DIRECTIVE
Locate the line containing "in white turban in" in the material below; repeat it and every line after it, exactly as written.
____________
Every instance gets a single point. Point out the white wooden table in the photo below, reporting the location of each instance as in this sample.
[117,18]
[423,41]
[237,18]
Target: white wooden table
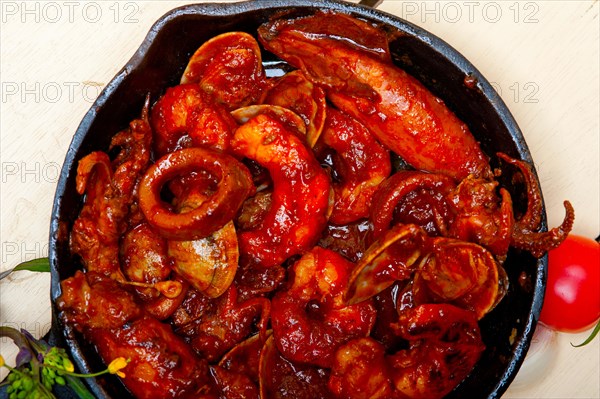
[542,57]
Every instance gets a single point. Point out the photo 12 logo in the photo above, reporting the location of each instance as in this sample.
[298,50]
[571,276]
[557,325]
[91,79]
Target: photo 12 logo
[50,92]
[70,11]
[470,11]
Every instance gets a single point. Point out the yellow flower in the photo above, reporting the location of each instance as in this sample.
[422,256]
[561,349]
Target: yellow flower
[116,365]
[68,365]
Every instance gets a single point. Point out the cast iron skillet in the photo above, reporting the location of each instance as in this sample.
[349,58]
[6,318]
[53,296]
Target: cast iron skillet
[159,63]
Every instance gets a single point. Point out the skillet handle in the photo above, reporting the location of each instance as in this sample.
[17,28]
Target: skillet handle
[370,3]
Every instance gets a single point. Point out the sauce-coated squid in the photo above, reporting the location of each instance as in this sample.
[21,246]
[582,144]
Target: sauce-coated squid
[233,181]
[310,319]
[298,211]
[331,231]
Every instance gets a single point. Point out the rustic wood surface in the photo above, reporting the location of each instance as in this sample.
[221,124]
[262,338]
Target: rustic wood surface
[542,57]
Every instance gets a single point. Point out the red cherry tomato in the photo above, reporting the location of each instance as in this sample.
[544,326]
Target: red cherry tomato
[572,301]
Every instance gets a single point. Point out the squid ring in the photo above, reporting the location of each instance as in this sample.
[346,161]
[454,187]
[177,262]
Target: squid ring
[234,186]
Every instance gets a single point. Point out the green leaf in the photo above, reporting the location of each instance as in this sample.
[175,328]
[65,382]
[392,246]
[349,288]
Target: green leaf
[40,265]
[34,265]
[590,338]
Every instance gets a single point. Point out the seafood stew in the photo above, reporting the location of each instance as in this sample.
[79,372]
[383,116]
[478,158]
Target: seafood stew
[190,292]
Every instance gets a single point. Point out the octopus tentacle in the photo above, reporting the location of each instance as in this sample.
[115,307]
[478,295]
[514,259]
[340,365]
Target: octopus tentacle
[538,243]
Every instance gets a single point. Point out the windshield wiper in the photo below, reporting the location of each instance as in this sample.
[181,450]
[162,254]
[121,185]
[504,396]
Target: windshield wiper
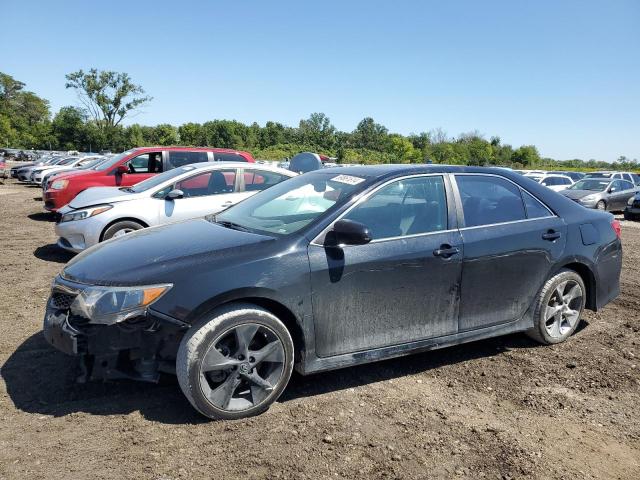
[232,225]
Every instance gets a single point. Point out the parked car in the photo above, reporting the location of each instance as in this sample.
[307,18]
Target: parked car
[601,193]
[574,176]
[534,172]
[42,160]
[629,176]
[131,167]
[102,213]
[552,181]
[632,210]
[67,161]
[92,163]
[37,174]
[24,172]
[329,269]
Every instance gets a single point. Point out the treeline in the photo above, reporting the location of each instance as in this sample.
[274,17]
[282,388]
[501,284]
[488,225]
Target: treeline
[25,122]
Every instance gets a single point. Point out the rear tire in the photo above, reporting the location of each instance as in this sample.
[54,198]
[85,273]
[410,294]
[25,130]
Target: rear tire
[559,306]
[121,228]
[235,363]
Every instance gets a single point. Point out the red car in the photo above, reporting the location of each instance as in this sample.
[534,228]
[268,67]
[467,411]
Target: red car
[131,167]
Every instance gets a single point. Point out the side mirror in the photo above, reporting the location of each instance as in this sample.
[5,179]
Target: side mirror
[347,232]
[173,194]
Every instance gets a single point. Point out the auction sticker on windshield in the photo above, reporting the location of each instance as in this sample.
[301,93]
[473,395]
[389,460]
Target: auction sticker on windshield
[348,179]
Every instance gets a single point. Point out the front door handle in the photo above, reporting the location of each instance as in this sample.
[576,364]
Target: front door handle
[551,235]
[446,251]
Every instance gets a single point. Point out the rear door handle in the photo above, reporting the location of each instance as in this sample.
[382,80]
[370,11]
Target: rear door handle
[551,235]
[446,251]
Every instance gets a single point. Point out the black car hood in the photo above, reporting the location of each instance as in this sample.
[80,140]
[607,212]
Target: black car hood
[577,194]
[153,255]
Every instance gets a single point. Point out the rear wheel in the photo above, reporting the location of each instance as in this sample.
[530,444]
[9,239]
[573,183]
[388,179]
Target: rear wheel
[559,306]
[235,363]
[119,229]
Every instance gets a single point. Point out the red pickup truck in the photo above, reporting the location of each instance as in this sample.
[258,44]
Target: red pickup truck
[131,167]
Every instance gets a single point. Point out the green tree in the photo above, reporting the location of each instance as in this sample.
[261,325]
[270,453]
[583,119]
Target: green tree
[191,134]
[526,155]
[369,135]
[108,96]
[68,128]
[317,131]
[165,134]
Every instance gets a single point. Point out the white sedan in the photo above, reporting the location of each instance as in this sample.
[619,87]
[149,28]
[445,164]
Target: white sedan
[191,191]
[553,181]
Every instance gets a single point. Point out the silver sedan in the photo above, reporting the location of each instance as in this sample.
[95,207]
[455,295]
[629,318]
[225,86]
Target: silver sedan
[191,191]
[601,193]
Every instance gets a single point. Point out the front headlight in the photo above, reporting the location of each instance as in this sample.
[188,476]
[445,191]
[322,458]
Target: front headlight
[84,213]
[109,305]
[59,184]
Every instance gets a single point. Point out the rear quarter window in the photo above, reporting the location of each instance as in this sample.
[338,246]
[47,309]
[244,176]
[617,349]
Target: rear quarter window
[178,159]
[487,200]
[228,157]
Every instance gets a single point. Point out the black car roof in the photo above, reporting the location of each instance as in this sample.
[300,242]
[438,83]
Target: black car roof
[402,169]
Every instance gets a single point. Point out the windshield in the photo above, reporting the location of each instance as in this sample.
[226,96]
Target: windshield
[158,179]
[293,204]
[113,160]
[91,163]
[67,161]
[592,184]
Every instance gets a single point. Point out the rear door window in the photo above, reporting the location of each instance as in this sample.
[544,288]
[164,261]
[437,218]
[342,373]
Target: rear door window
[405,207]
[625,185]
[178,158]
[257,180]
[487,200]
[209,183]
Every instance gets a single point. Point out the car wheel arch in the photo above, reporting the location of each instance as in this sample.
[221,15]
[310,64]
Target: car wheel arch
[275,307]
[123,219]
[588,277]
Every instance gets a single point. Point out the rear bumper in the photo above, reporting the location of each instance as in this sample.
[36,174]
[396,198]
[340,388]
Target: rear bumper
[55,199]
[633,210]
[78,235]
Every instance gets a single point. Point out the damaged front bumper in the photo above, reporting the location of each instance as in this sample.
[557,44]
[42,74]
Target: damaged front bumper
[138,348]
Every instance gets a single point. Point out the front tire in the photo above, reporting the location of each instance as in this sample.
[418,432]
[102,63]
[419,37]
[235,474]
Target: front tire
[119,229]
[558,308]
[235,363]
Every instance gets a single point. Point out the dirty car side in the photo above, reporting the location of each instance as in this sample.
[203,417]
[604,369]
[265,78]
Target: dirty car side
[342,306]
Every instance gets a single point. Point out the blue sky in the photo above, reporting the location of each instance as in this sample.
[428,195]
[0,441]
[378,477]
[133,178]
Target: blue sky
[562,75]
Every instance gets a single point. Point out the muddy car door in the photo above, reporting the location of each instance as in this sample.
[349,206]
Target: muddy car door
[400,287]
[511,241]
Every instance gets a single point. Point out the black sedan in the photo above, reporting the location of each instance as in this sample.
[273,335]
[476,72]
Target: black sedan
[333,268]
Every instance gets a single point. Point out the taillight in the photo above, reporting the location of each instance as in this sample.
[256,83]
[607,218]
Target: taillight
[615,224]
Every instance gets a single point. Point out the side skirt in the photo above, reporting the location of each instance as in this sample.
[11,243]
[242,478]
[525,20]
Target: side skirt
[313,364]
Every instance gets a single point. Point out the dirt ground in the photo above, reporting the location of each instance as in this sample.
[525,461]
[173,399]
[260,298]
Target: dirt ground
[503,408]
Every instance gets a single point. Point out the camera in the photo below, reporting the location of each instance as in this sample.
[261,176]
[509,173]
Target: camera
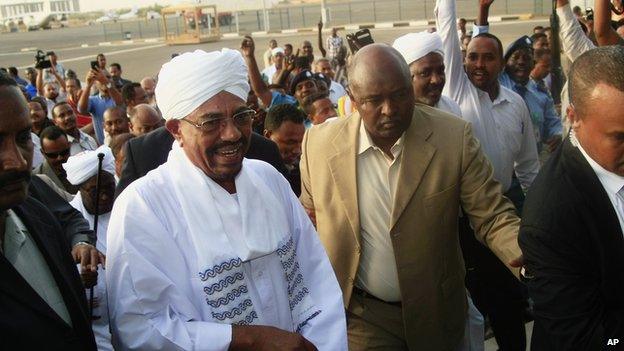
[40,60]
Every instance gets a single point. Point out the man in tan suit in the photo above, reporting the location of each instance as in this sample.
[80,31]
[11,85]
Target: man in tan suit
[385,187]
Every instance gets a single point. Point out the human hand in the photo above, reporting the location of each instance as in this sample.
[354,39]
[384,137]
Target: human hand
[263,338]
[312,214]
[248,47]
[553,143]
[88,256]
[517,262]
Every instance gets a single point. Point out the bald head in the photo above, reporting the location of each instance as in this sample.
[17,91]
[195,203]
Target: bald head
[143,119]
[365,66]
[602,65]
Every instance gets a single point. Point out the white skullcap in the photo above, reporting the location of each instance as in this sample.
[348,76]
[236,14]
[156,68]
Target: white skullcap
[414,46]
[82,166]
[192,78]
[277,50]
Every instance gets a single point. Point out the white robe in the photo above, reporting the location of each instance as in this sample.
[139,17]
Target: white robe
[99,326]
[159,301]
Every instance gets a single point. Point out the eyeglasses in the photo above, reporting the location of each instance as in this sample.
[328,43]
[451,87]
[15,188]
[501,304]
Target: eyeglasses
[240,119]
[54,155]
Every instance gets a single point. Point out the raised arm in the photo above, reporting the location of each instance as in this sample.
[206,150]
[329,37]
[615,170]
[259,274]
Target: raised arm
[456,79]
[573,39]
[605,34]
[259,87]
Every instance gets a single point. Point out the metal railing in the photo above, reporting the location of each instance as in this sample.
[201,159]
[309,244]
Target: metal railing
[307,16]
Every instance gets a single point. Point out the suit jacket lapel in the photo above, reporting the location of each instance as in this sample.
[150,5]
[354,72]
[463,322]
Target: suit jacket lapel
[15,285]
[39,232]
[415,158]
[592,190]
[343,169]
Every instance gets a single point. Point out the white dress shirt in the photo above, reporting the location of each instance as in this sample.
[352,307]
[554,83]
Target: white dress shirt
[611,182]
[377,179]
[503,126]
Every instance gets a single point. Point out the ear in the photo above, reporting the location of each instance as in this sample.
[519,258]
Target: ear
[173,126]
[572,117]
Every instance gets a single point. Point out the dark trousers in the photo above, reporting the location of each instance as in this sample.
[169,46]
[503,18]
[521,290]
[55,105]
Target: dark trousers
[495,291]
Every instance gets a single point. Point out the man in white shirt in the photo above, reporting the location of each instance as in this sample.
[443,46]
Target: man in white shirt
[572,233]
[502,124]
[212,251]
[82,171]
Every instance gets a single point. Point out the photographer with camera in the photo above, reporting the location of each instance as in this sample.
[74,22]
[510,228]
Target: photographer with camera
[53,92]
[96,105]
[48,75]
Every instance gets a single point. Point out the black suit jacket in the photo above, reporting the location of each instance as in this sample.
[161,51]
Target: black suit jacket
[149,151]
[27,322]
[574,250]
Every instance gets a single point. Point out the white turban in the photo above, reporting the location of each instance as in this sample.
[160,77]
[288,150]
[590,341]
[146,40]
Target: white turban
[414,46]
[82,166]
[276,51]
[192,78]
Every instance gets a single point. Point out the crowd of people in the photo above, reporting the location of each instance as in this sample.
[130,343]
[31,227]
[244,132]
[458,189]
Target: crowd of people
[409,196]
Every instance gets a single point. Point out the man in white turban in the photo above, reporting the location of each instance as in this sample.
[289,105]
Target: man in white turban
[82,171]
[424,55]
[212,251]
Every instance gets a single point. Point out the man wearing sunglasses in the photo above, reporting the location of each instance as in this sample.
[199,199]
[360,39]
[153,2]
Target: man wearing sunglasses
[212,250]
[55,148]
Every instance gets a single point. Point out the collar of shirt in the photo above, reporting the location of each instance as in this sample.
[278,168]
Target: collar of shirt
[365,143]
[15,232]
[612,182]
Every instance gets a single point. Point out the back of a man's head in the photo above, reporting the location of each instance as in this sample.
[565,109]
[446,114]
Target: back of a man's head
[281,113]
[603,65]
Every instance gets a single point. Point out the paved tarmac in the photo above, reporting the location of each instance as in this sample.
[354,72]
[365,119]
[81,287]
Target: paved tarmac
____________
REPLY
Every instance gets a single point. Point out the man in white turban in the photo above, reporting the location of each instance as in this sample.
[289,105]
Target: man in white turban
[82,171]
[424,55]
[212,251]
Every instance gets a single point. Point out the man wearing sunglasses in the photo above, reporting the location of each instance as in this sample.
[199,199]
[360,39]
[153,2]
Target: man wearing sunglasses
[212,250]
[55,148]
Every instance gets a single point. Point out the collar of shirt in the photo above, reporting the location of each instance as in this sample.
[278,168]
Target: collar of shirt
[365,143]
[15,232]
[612,182]
Every instance gets a single point. Point out the back of a man's head in the photo above, reporting the location of each instance as in this sample.
[565,109]
[446,114]
Target: back of a man's head
[281,113]
[603,65]
Every instance gets a single point. Point out the paved tarmac in the photo above, reporting the location of each instance as in this sample.
[354,72]
[365,119]
[81,287]
Target: paved tarmac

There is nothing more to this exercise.